* _What to produce_: Every entry below is to be copied exactly as written.

* _Provided data_:
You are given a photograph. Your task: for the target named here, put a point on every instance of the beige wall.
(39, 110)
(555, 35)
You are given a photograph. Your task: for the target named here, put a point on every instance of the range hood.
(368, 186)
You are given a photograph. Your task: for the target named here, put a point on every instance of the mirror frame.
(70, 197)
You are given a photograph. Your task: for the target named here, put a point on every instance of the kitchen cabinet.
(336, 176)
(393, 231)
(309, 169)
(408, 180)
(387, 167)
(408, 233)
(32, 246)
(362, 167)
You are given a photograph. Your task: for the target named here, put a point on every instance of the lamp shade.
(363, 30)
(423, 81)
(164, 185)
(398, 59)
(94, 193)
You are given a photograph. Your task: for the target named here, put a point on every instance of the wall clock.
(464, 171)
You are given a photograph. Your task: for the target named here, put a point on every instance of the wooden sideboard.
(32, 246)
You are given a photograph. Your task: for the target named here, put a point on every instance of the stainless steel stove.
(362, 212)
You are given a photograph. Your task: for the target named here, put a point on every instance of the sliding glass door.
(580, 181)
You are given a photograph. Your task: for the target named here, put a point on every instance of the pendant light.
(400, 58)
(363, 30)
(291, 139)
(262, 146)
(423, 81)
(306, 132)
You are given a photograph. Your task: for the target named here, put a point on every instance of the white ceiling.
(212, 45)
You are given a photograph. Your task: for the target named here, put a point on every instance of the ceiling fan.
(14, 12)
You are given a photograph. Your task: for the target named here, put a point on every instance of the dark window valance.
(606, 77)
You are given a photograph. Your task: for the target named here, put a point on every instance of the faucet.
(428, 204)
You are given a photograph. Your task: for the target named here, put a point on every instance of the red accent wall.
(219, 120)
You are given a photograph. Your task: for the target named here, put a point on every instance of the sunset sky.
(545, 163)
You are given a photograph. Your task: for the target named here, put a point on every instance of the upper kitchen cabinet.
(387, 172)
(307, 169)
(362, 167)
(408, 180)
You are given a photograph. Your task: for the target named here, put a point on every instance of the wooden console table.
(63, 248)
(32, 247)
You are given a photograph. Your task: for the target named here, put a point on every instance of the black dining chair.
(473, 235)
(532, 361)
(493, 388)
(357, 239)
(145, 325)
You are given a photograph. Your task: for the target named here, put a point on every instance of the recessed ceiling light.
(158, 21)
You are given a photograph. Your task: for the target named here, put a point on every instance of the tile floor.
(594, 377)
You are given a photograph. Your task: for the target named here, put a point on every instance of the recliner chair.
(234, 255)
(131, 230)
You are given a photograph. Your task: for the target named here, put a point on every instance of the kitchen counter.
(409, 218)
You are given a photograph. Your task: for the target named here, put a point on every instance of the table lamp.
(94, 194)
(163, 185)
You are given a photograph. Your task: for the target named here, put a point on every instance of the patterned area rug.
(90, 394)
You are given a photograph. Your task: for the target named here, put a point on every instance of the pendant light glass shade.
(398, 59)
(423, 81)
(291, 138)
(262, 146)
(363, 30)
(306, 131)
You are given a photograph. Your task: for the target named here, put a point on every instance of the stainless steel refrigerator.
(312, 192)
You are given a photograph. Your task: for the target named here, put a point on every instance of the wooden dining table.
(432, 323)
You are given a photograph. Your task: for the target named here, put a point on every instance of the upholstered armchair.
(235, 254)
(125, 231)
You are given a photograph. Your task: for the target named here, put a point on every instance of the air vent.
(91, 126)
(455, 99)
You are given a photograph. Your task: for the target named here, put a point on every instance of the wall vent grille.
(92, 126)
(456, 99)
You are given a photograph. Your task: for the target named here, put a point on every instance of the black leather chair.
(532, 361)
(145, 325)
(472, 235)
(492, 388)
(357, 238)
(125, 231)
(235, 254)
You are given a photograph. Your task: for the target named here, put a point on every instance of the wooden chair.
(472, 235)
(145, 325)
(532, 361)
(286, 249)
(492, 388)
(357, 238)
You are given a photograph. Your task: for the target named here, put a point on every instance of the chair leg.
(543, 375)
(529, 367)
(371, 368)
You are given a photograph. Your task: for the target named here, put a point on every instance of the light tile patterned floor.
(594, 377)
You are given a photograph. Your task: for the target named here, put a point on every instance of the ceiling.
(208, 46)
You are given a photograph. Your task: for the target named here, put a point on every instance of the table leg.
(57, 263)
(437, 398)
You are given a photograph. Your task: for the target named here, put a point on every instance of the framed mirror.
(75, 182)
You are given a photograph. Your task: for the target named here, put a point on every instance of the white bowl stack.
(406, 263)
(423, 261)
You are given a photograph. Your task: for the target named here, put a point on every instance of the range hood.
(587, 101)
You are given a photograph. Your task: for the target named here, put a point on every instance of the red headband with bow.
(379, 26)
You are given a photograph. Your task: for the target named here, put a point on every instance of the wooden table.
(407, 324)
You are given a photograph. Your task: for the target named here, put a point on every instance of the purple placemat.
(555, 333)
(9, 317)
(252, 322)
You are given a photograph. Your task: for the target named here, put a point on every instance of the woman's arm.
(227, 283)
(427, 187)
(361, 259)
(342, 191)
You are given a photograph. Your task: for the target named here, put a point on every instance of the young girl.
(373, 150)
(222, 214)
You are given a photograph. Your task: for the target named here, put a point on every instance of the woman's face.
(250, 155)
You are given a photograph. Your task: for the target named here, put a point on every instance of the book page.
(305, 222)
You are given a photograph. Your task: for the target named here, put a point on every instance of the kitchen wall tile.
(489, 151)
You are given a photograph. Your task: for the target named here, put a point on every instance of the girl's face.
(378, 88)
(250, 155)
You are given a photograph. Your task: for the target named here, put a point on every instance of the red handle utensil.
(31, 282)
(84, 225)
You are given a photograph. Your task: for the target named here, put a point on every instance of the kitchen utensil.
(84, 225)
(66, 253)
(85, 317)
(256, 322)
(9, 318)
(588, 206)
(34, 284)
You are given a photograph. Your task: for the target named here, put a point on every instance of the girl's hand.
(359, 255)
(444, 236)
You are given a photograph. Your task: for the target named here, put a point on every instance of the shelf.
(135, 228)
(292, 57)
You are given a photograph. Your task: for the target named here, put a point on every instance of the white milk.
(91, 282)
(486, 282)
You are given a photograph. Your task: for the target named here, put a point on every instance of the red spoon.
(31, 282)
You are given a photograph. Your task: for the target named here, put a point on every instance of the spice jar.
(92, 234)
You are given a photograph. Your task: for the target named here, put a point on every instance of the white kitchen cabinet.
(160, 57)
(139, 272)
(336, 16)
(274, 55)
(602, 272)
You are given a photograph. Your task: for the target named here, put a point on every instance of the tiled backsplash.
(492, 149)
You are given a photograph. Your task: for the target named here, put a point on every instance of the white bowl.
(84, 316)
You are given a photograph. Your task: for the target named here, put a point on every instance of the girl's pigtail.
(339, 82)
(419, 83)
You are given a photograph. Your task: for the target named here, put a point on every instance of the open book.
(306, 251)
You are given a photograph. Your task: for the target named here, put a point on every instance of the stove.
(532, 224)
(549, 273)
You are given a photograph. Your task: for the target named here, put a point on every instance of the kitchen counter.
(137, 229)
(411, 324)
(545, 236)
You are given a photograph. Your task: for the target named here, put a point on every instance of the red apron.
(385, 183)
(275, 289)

* _Task result_:
You are given a photograph. Your task: for the target named here, put a point on every instance of the beige wall.
(39, 110)
(555, 35)
You are given a photograph. Your task: for the target named here, put a point on every instance of the range hood.
(368, 186)
You are given a photograph. Your task: for the target named here, put a point on every instance of the mirror frame.
(70, 197)
You are given a photograph. Your task: for the target named here, put a point on every instance of the kitchen cabinet.
(336, 176)
(393, 231)
(309, 169)
(408, 180)
(387, 167)
(408, 233)
(32, 246)
(362, 167)
You are given a photograph. Your task: for the target named here, put a point on every instance of the lamp shade.
(363, 30)
(423, 81)
(164, 185)
(398, 59)
(94, 193)
You are given a photograph. Your task: for the target named here, put a point on every instance of the wall clock.
(464, 171)
You are given a photograph. Your task: for the target named here, put a point on every instance of the wooden sideboard.
(32, 246)
You are given a photograph. Your task: for the target named here, put a point on every instance of the stainless steel stove.
(362, 212)
You are given a photograph. Your task: for the target named here, put a point on every instance of the sliding glass door.
(580, 181)
You are given a photograph. Your task: for the target named here, put a point on every instance of the pendant light.
(400, 58)
(363, 30)
(291, 139)
(262, 146)
(423, 81)
(306, 132)
You are given a photograph. Your task: for the target named here, put a point on every instance of the white ceiling.
(212, 45)
You are given a photograph. Your task: for the target named here, put a point on every instance of the ceiling fan.
(14, 12)
You are given a photograph. Your task: for the target named here, put a point on every instance of the dark window valance.
(606, 77)
You are given a photograph. Your task: for the target named here, put a point on every instance of the faucet.
(428, 204)
You are given a photograph. Your task: for the target named here, put a point on every instance of the red accent wall.
(219, 120)
You are given a photograph. Your task: for the target named here, put a point on every instance of the sunset sky.
(545, 163)
You are given a photograph. Your task: for the target named here, put a point on every instance of the upper kitchen cabinet.
(387, 172)
(307, 169)
(362, 167)
(408, 180)
You are given a photograph. Your task: for the target named here, put a point on every instance of the wooden console table.
(63, 248)
(32, 247)
You are given a photograph. Your task: for the target named here, put a point on every instance of the black dining chair.
(473, 235)
(532, 361)
(493, 388)
(357, 239)
(145, 325)
You are given a photograph. Your task: for the target named here, put a point on every instance of the recessed ceiling light.
(158, 21)
You are given a photograph. Your task: for the target named here, put a point on every instance of the tile floor.
(594, 377)
You are given a photograph. Your task: for the target named here, put a point on every instance of the recliner chair.
(234, 255)
(131, 230)
You are given a photograph. Your task: for the target named here, put a point on every instance of the kitchen counter.
(409, 218)
You are given a photograph. Your task: for the target named here, put a point on every instance of the table lamp.
(94, 194)
(163, 185)
You are given a photograph. Your task: for the target named here, put a point on every instance of the patterned area rug.
(90, 394)
You are given a photograph. Your task: for the target named here, put a point on every instance of the pendant light glass shade.
(398, 59)
(423, 81)
(291, 138)
(262, 146)
(363, 30)
(306, 131)
You are given a photograph. Your task: for the target named here, put a point on every instance of the stainless steel refrigerator.
(312, 192)
You are given a photograph. Your task: for the target named here, put a point on every instance of the wooden dining table.
(432, 323)
You are given a photograph. Your task: for the target named here, put a point on every instance of the upholstered armchair.
(235, 254)
(125, 231)
You are given a photograph. Your task: for the target named here, put a point on every instance of the air vent.
(91, 126)
(455, 99)
You are given a photograph. Your task: for the target named here, put a point on every instance of the wall vent grille.
(92, 126)
(456, 99)
You are given a photograph. Your task: for the target named here, put a point on every instance of the black leather chair.
(532, 361)
(145, 325)
(472, 235)
(492, 388)
(357, 238)
(125, 231)
(235, 254)
You are given a photograph. Your task: for the target named here, put a point on every instance of the wooden chair.
(472, 235)
(145, 325)
(532, 361)
(286, 249)
(492, 388)
(357, 238)
You are given a photograph. Your task: for the target named here, put a point on every instance of the chair leg.
(543, 375)
(529, 367)
(371, 368)
You are given a photograph. Your task: for the target named here, put a point on every instance of the light tile patterned floor.
(594, 377)
You are given a photograph. Your task: for the target named here, put a point on every instance of the ceiling.
(208, 46)
You are given a photograph. Your task: for the target named here, put a point on every instance of the table leg.
(57, 263)
(437, 398)
You are given a photograph. Your task: for the target named here, put a point on every instance of the framed mirror.
(75, 182)
You are given a photograph. Your task: for the target named here, put a point on every instance of the white bowl stack.
(406, 263)
(423, 261)
You are given a photograph. Your task: for the target named here, put a point on every instance of the range hood.
(587, 101)
You are given a photograph. Your task: for the target named here, put a point on every instance of the red headband with bow.
(379, 26)
You are given a photograph. Your task: for the target named here, put a point on every instance of the wooden table.
(407, 324)
You are given a photograph. Your task: for the target named here, put a point on every instance of the purple placemat.
(555, 333)
(9, 317)
(252, 322)
You are given a photograph. Your task: for the target named here, put a point on every instance of the woman's arm.
(227, 283)
(427, 187)
(361, 259)
(342, 191)
You are given a photograph. Your task: for the target named here, put a point on every instance of the young girl.
(373, 150)
(222, 214)
You are given a photograph. Your task: for the target named here, put a point on every instance of the woman's face.
(250, 155)
You are given a photograph. Your task: for the target named here, put a point on every instance of the book page.
(305, 222)
You are given a photograph. Your task: for the target named here, put a point on every instance of the kitchen wall tile.
(489, 151)
You are given a photograph. Your task: for the target named here, put a point on every instance of the girl's face.
(378, 88)
(250, 155)
You are given a photograph. Your task: for the target named here, put a point on every instance of the red handle utensil.
(31, 282)
(84, 225)
You are given a photograph. Your task: for the target named here, put a point on every instance of the kitchen utensil.
(84, 225)
(66, 253)
(85, 317)
(256, 322)
(9, 318)
(588, 206)
(34, 284)
You are given a photograph. Your task: for the target named here, put a point on every instance of the girl's hand.
(359, 255)
(444, 236)
You are given a photograph. Your task: for the target named here, put a point on every instance of the shelf.
(135, 228)
(292, 57)
You are given a photograph. Your task: for the target named here, put a point on every instance of the white milk.
(91, 282)
(486, 282)
You are given a photograph. Your task: for the target named here, put a point on every instance of the red spoon.
(31, 282)
You are given a photograph. Your task: for the target named here, put a point on every instance of the spice jar.
(92, 234)
You are given a photograph. Your task: for the target named here, put a point on every instance of the white kitchen cabinet.
(160, 57)
(139, 272)
(336, 16)
(274, 55)
(602, 272)
You are given a photograph. Your task: for the target named here, put a point on every instance of the tiled backsplash.
(492, 149)
You are given a photograph. Your task: for the target named here, put a point on every instance of the white bowl.
(84, 316)
You are given a photograph. Your task: for the target named here, put a point on every instance of the girl's pigtail.
(339, 82)
(419, 83)
You are given a photograph. Your task: for the target named here, put a point on every instance of the open book.
(306, 251)
You are given a photograph. Your task: for the target named here, put a point on every instance of the stove.
(532, 224)
(549, 273)
You are given a photograph. Your task: for the target named here, put a point on every instance of the kitchen counter.
(137, 229)
(411, 324)
(545, 236)
You are given a photograph. Your task: for the target named here, put a point on every instance of the red apron.
(385, 183)
(275, 289)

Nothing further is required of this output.